#### Text section:

§ §

A note or two to share.

Some of you might be fans of the Olympic games, which I have long thought lost their way.  Yeah, opening ceremonies and closing sometimes very impressive. Might even be the highpoints of the event. For me personally, skating aside, it’s a gigantic money making bore.  I hope some of you are getting the news about things here and the preparations and the money for the fat cats and, the special driving lanes for the VIPs which will mean a bit of crowding for the natives. But heck. Screw them. Right?

Well, the silly looking Olympic torch which you might already know is not one torch travelling the length and breadth of the land but many, many of them.  In fact, there will be it is claimed, 8,000 torchbearers, accompanied by a convoy and police and other secutity personal.

People have paid for the privilege of running a few yards or a few miles with this object, lighting the next torch which is carried a few yards or maybe miles to yet another torch which then passed ….. you get the picture.  Some of the torch bearers have already put theirs up for sale on eBay.  Oh btw, those awful looking outfits they wear go with it. They’re on sale too. 

The Olympic Torch is not actually being carried through the whole route. After passing through each designated area it will be made secure inside a vehicle and then moved by road to the next point.  And that vehicle is part of a convoy.  I can not remember exactly how many cars are in the convoy.

I know I’ve been a bit long winded here. I have some things of a moonbat nature to share and had to lay out the background.

All those police who are involved with these Olympic activities will, when it’s all over, be eligible for counselling.  Yup.  What the papers all said was, that after the high of being a part of the Olympics, some might not be able to face coming back to normal duties very well. There will be disappointment and stress most likely say the caring folks who always, feel your pain.  I guess they have in mind the kind of down say, a fighter pilot might have returning to civies after a heart stopping tour of duty shooting down ME 109s.  Something like that I guess.

§ §

#### Raw data:
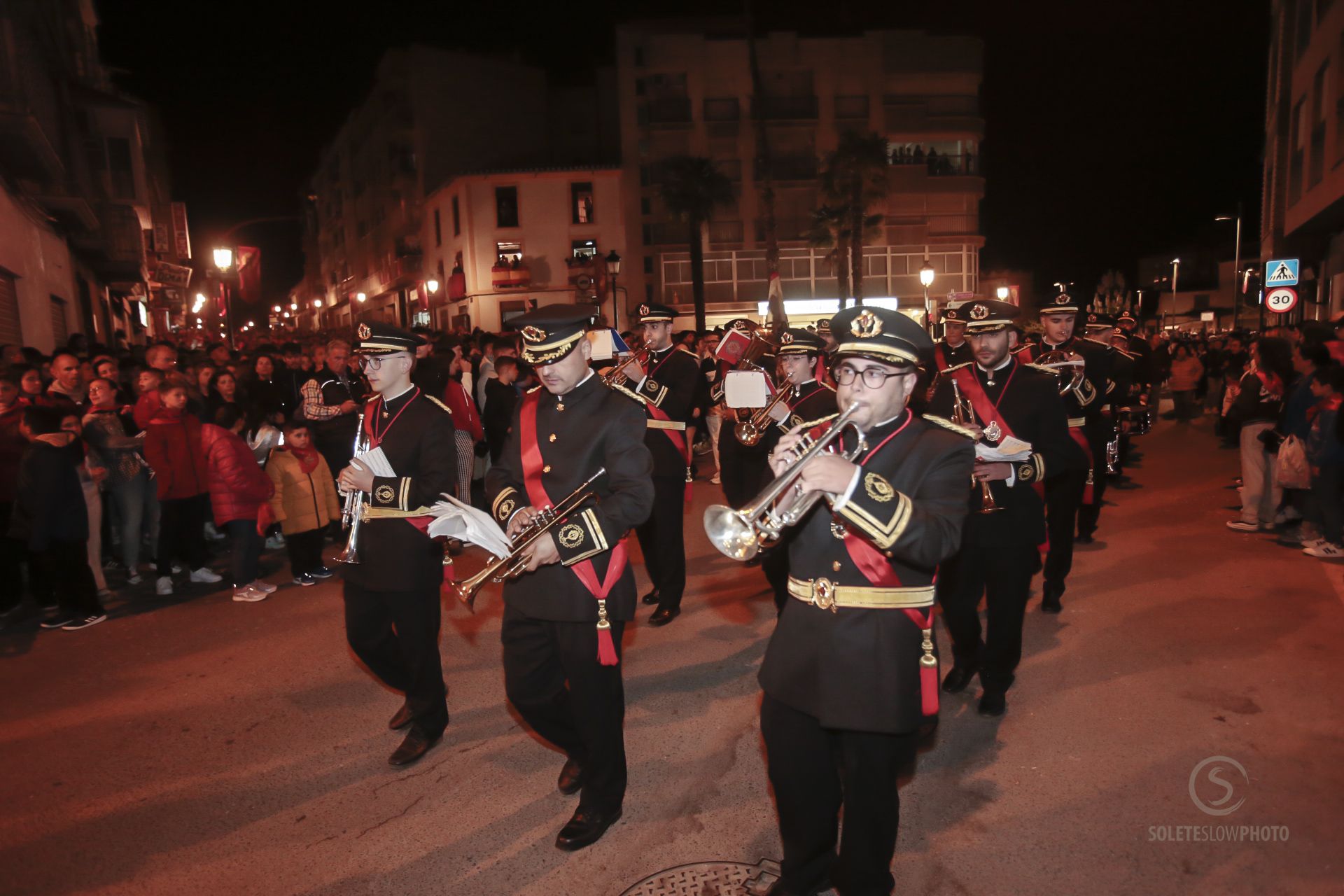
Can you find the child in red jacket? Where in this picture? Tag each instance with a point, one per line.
(174, 451)
(238, 488)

§ §

#### Directive:
Pick up the Olympics post after its last sentence and continue it.

#### Task result:
I think I’m on a bit of a rant due to what I am reading and what my previous two post were about.  Perhaps you can see my frustration and understand it.
I posted stories about exceptional people in life and death situations.  Then I read about counselling for cops on duty guarding a torch.  But wait. There’s more.

Bus drivers are threatening a strike next week, because they want a Games bonus of £500.
That works out to $786.00.  I believe I also read somewhere that the subway folks want more too.

There are a lot of Brits who say they wish their country had not gotten the games.
They are sorry they say, that the French didn’t get them.
Oh boy, are they sorry the French weren’t stuck with it. 

Finally to your possible relief I bring this to an end and leave you with a bit of bizarre moonbattery, that could only be tolerated by the kind of people too many Brits have become.  In better times, this ass-wipe wouldn’t even dare think of this much less try and bring it to a court. 

Check this out.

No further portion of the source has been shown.